Dataset entries:
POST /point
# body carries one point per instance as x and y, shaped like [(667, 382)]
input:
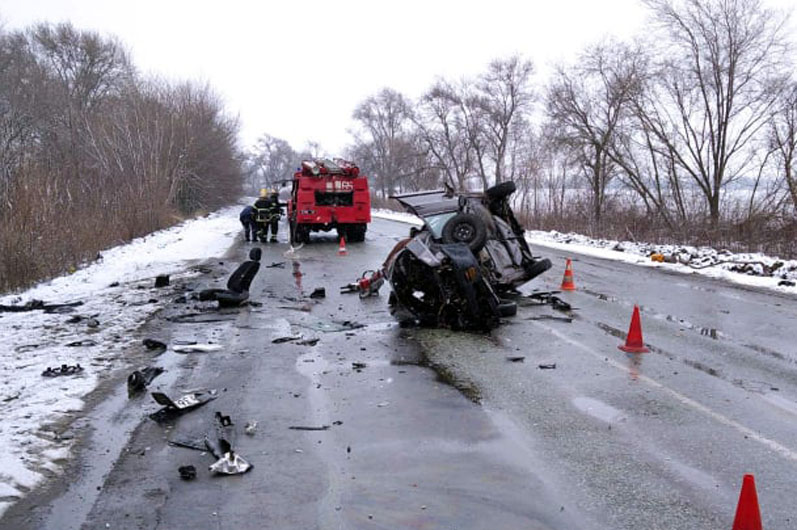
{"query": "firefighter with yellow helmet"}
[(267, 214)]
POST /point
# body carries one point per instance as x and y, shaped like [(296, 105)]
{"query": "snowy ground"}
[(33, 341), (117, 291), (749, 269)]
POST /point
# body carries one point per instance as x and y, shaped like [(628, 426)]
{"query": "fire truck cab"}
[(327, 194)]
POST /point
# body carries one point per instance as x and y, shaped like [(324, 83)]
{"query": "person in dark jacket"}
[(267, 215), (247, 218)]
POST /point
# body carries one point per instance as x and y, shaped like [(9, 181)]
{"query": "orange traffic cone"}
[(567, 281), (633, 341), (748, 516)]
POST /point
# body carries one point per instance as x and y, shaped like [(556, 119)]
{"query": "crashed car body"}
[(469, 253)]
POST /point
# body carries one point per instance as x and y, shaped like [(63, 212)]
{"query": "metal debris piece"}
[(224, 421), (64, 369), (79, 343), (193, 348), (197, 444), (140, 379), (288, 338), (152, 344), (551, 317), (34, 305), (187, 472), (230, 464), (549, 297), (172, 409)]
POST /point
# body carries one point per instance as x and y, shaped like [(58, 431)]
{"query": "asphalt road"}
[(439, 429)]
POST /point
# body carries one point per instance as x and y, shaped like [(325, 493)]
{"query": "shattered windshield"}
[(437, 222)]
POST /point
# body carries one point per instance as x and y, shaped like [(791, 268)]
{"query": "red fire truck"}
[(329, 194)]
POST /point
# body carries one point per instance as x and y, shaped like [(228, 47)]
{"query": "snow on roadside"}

---

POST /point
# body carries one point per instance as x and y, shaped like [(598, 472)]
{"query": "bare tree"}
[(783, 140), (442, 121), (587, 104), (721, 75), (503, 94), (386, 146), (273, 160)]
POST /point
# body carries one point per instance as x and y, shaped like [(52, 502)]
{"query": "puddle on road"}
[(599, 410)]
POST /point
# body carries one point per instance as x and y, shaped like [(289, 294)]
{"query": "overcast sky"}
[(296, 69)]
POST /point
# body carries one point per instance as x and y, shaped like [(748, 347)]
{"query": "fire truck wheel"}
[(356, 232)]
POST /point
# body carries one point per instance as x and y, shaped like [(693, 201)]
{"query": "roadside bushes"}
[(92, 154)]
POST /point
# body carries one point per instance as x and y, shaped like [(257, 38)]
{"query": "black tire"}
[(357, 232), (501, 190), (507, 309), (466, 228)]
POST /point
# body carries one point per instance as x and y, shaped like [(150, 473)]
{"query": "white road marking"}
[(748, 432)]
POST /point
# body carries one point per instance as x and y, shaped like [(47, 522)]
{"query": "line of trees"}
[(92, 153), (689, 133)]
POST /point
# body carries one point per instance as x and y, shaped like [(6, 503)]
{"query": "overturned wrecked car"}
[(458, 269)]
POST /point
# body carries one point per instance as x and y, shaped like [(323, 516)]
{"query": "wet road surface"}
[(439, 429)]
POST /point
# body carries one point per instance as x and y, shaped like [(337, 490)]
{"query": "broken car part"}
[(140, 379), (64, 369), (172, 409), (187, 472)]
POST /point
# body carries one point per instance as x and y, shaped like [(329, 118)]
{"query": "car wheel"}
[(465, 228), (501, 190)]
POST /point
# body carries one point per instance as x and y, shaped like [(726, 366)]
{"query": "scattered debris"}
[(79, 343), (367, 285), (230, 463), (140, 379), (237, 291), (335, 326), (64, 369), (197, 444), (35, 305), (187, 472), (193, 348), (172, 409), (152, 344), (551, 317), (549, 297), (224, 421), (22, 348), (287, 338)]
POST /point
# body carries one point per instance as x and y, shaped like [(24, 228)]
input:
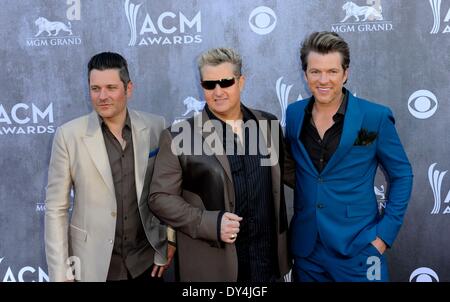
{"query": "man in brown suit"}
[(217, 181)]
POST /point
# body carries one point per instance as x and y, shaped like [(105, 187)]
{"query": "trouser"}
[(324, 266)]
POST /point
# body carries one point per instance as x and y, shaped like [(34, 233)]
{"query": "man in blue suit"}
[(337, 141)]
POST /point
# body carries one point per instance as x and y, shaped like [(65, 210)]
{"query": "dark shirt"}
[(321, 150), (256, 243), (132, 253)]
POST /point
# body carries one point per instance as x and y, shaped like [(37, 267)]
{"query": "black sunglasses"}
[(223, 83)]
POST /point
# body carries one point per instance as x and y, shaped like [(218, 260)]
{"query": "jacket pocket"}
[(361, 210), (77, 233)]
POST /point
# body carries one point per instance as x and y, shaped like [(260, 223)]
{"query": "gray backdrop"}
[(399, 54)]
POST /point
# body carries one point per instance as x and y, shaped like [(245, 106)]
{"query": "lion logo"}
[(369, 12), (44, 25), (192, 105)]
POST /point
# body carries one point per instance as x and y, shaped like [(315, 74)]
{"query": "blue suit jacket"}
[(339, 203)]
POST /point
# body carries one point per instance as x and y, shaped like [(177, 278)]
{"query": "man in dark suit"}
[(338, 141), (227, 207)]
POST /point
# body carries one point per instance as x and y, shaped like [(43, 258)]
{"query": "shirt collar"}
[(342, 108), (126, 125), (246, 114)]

**How to complete this task:**
Write out, from the lines above, only those from the line with "like [(628, 426)]" to the line with "like [(63, 212)]", exactly as given, including the first and the last.

**Solution:**
# body carries one point per instance as x and y, shaped like [(628, 426)]
{"query": "fire truck cab"}
[(327, 194)]
POST /point
# body carries one point per instance as x and y, shaped like [(324, 83)]
{"query": "person in dark jacket"}
[(267, 215), (247, 218)]
POST /point
# body carries one point per instance as x and y, shaped like [(9, 181)]
{"query": "orange traffic cone"}
[(567, 281), (633, 341), (748, 516)]
POST /point
# body carries one point per instance as x and y, shaped like [(556, 119)]
{"query": "crashed car body"}
[(469, 253)]
POST /point
# body carries one point per instance as x and y, shaped like [(63, 212)]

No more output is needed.